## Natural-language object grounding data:
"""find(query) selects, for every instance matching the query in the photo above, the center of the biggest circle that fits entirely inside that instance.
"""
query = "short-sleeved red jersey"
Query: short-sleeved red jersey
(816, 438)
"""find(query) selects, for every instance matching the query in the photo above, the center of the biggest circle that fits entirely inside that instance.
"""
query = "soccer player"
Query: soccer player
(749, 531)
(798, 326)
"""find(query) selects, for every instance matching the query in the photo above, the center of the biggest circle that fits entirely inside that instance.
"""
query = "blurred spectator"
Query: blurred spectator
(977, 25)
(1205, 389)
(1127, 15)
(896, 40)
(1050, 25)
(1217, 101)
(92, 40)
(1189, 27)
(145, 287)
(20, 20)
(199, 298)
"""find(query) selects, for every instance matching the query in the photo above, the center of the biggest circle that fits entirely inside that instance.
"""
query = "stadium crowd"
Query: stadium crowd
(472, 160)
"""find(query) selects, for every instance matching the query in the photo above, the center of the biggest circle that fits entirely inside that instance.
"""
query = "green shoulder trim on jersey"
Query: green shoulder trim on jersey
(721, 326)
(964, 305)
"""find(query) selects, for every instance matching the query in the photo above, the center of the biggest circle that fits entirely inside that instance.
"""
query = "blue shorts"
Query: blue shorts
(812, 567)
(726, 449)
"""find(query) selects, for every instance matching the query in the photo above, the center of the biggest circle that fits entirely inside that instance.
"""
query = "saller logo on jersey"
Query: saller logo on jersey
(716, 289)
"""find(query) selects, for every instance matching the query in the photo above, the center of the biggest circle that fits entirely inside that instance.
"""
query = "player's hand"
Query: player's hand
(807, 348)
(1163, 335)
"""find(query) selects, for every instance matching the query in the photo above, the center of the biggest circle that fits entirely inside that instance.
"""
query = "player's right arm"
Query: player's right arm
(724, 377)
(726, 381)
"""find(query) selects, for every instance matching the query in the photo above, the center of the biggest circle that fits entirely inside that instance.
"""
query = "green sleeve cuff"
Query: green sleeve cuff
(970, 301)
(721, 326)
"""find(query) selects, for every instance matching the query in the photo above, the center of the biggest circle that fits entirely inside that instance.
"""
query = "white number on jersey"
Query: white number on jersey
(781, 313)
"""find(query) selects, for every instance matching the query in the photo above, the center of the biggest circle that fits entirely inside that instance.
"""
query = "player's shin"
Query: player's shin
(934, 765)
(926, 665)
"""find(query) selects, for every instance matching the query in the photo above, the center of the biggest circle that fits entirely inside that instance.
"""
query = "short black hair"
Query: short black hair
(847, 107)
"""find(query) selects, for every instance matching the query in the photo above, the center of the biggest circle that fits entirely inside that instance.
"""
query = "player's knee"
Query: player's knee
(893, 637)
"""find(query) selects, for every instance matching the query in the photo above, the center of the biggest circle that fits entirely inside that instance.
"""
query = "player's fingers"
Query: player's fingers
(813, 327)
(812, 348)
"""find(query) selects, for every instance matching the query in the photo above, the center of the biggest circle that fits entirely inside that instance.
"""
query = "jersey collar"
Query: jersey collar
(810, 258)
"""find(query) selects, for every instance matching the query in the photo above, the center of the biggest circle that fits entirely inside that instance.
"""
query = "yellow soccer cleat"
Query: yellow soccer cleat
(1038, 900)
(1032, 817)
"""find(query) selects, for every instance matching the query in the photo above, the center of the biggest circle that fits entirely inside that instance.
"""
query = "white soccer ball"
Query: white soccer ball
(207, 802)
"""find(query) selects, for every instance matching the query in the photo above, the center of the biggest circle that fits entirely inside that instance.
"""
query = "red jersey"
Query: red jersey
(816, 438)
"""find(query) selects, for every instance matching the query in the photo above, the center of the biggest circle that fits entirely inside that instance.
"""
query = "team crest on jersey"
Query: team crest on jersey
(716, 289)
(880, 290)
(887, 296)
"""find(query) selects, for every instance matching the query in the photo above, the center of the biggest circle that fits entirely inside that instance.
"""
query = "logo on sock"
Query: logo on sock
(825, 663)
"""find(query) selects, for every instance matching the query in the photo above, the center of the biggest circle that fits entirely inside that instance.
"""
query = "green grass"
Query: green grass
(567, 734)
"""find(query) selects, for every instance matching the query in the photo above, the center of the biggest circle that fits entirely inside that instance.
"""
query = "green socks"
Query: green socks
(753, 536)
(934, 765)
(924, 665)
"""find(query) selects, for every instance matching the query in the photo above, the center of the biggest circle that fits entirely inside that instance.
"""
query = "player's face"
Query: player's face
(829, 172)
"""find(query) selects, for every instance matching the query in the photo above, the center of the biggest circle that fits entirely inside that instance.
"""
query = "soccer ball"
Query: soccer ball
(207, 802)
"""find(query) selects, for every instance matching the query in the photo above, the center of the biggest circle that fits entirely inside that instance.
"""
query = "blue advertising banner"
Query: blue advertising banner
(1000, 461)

## WHAT THE EXERCISE ASKS:
All of the data, from the first line to the last, should be written out exactly.

## EXERCISE RESPONSE:
"""find(query) selects, for every instance matching the query in the photo above, the center of the biggest circle that fits entirely inside that instance.
"""
query = "short-sleeved red jersey"
Query: short-sleeved red jersey
(816, 438)
"""find(query) selects, for every instance matching the query in the photo above, the center of the biggest circle that fits entirely inside that instance.
"""
query = "soccer player"
Query: soccer player
(749, 531)
(798, 326)
"""find(query) selects, for every instance matching the query in the photo above, the center of the biggest circle that fits entirely inside that instance.
"""
query = "blurred spectator"
Query: blurred spectator
(977, 25)
(1205, 389)
(1127, 15)
(896, 40)
(1050, 25)
(1217, 101)
(92, 40)
(1189, 27)
(145, 287)
(20, 20)
(199, 298)
"""find(query) selects, for every instance matching the query in the photo above, the center of the biggest circle that fits entirely inside that instance.
"""
query = "stadium crowd"
Query: stadium crowd
(472, 160)
"""find(query) selects, for every instance matching the query in the photo above, the center of the biggest circle that fits entirely inside that instance.
"""
query = "green shoulder trim on jersey"
Query: green shoulder trim on jersey
(721, 326)
(964, 305)
"""find(query) selects, for every instance matching the query in the photo above, the center of the biggest circle that fits entirely inside that instance.
"""
query = "blue shorts"
Query: blue shorts
(812, 567)
(726, 449)
"""find(query) selects, for every instance matching the query in the photo above, the center of the biggest circle that fits entirely inside that instance.
"""
query = "saller logo on jersey"
Query: saller logo on jersey
(716, 289)
"""find(query) selects, for every instance matching the query in the photo above, the center of the biggest circle that fits entirely inside that instance.
"""
query = "player's hand"
Query: player's hand
(807, 348)
(1163, 335)
"""find(query) selects, for every instance matching the query in the photo above, the center of the biggest circle that fits entirely inside that instance.
"""
query = "player's right arm"
Query: player's right arm
(724, 377)
(726, 381)
"""find(query) selects, for every instance matching the query in the photo above, the center of the biggest circle that fits entirely inside that instance.
"""
query = "green sleeve cuff"
Query: green sleeve cuff
(970, 301)
(721, 326)
"""find(query) selects, for every instance matching the query in the photo above, the center of the biggest circle that fits entirely inside that instance.
"""
query = "white number on jersey"
Query: white number on jersey
(781, 313)
"""find(query) selects, for every instance matching the query in the photo above, the center of the biggest circle that fits entirely inside that instance.
"""
query = "player's shin"
Query: player's shin
(934, 765)
(926, 665)
"""find(query) selects, for every instance matching the query in the photo above, the center of the biggest circle that fits entirely inside that instance.
"""
query = "short black hair"
Query: short black hair
(847, 107)
"""find(query) selects, for every instance matching the query in the photo above, the center of the biggest circle that fits entirely inside that instance.
"""
query = "player's knee"
Query: player's knee
(893, 637)
"""find(query) selects, for every instance matching the query in the photo above, the center of the biggest circle that fits entirely inside that instance.
"""
query = "player's fingers"
Query: player's fingers
(813, 327)
(812, 348)
"""find(query) selects, for every instance matching the query in the photo above, the center of the biggest circle that fits entirely inside that instance.
"""
query = "jersey collar"
Query: jersey collar
(810, 258)
"""find(query) selects, for every instance matching the query in the photo above, the center of the biggest circle that fits entirely inside that instance.
"""
query = "yellow soccer cleat"
Query: yellow soccer cleat
(1038, 900)
(1032, 817)
"""find(query) selects, for every instance matching the query in the photo above, the center of the biggest circle that fits entirely inside that instance.
"""
query = "white soccer ball"
Query: white soccer ball
(207, 802)
"""find(query) selects, for every instance matching the query in the photo above, the center of the biggest circle that fits entirely inside that instance.
"""
query = "red jersey"
Query: red jersey
(816, 438)
"""find(query) selects, for every instance matching the query in the photo above, the center of the biggest circle that fits entirely inside that instance.
"""
query = "team crest on jersey"
Query: team crest on jersey
(716, 289)
(880, 290)
(887, 296)
"""find(query) selects, for every instance matching the query in the photo above, the center of the biggest circle that fits entirely inside that instance.
"""
query = "logo on sock"
Query: logo on sock
(825, 663)
"""find(query) selects, for every instance matching the query in the photo above, the center of the biggest circle that fits entirely inside that instance.
"""
query = "green grass"
Query: green grass
(567, 734)
"""find(query) selects, for every instance matching the query in the photo above, the center of the biggest circle that fits entirely inside that instance.
"""
query = "green socks"
Query: green socks
(753, 536)
(934, 765)
(924, 665)
"""find(query) selects, for every instance matching the query in the photo above, the center of the biggest circle that fits entirely inside that instance.
"""
query = "player's face"
Query: player's face
(829, 172)
"""find(query) selects, for every instance matching the query in the photo above, the center of the biggest circle that fits entirely inside that instance.
"""
query = "soccer ball"
Query: soccer ball
(207, 802)
"""find(query) selects, for every instance matching the query in the photo above, the center of the biggest circle that fits entirely inside that instance.
"""
query = "blue advertising banner"
Query: blue advertising banner
(1000, 461)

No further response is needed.